== EXTRACT TO READ ==
No one here can diagnose him... and personality disorders in particular are huge diagnoses (even diagnosticians wade very carefully into that territory, often taking months and months of ruling out other possibilities before giving their diagnosis) .... that said? The PATTERN is classic PTSD behavior.
The ptsd cup explanation
Where choice becomes involved / personal decision time is
how the pattern is filled. How do they choose to manage their stress?
- Do they cheat & start new relationships (like your husband)?
- Do they end relationships & start new ones? (Different thing)
- Do they drink?
- Do they use drugs?
- Do they gamble?
- Do they cut themselves / self harm?
- Do they isolate?
- Do they lash out? (Verbally abusive)
- Do they lash out? (Physically abusive)
- Do they go to bed for a month?
- Do they drive too fast?
- Do they kick into disordered eating? (Starving, binging, binge & purge)
- Do they attempt suicide?
- Do they put themselves in life threatening situations?
- Do they exercise obsessively?
- Do they disappear into their work?
^^^^
These and
dozens of other things (both healthy & unhealthy) all fall under coping mechanisms / the way people choose to deal with too much stress. They basically fall under 3 categories.
1. Thrill Seeking
2. Numbing / Avoidance
3. (Illusion of) Control
I didn’t split the list above into those groups partly out of laziness, but also because many coping mechanisms tick all 3 boxes. Drug use, for example, let’s a person choose their emotions (Control) by (Numbing/Avoiding) what they’re feeling, & is often both dangerous and a rush (thrill seeking).
Cheating is another thing that ticks all 3 boxes in several different ways. The danger of getting caught and losing their marriage (thrill seeking) along with the risk of STDs & pregnancy as well as confrontations with their affair partners’ wives/husbands/possible police involvement/work finding out/etc.; the rush of sex &/or of new love flooding their system distracting and numbing the feelings they don’t want to be feeling; & the illusion of control as they’re the ones choosing partners, times, how much risk to take (you finding out, how close to cut it / whether or not to shower, using condoms or not, physical safety, etc.).
One of the hardest things about cheating? They’re
banking on your pain. They
depend on you being hurt as part of the rush, what makes it exciting to them in the early stages, and then? There “gets” to be this huge emotional cathartic blow out when you do find out. Whether it’s a big fight where they blame you or they get to cry and beat themselves up and beg forgiveness (or both)... it’s a
bonus for them. Big emotional blowout about something of their choosing (instead of about their trauma). No different from an addict choosing an upper to feel amazing and then a downer to feel end of the world. No different from an adrenaline junkie getting the high of the extreme sport and the pain/recovery of the broken bone. Or a cutter getting the rush of endorphins from the injury, and then the distracting pain of the wound.
That someone uses bad coping mechanisms to manage their PTSD? Super common. But also not required. As there are just as many if not more ‘good’ coping mechanisms to manage their PTSD.

== COLLECTED DATA ==
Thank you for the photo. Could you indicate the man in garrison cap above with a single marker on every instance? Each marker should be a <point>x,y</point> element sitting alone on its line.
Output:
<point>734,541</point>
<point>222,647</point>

== TASK PROMPT ==
In the post on PTSD coping mechanisms, what are the three categories that coping mechanisms basically fall under? You can ignore the listing.

== TASK RESULT ==
Thrill seeking, numbing/avoidance, and (illusion of) control.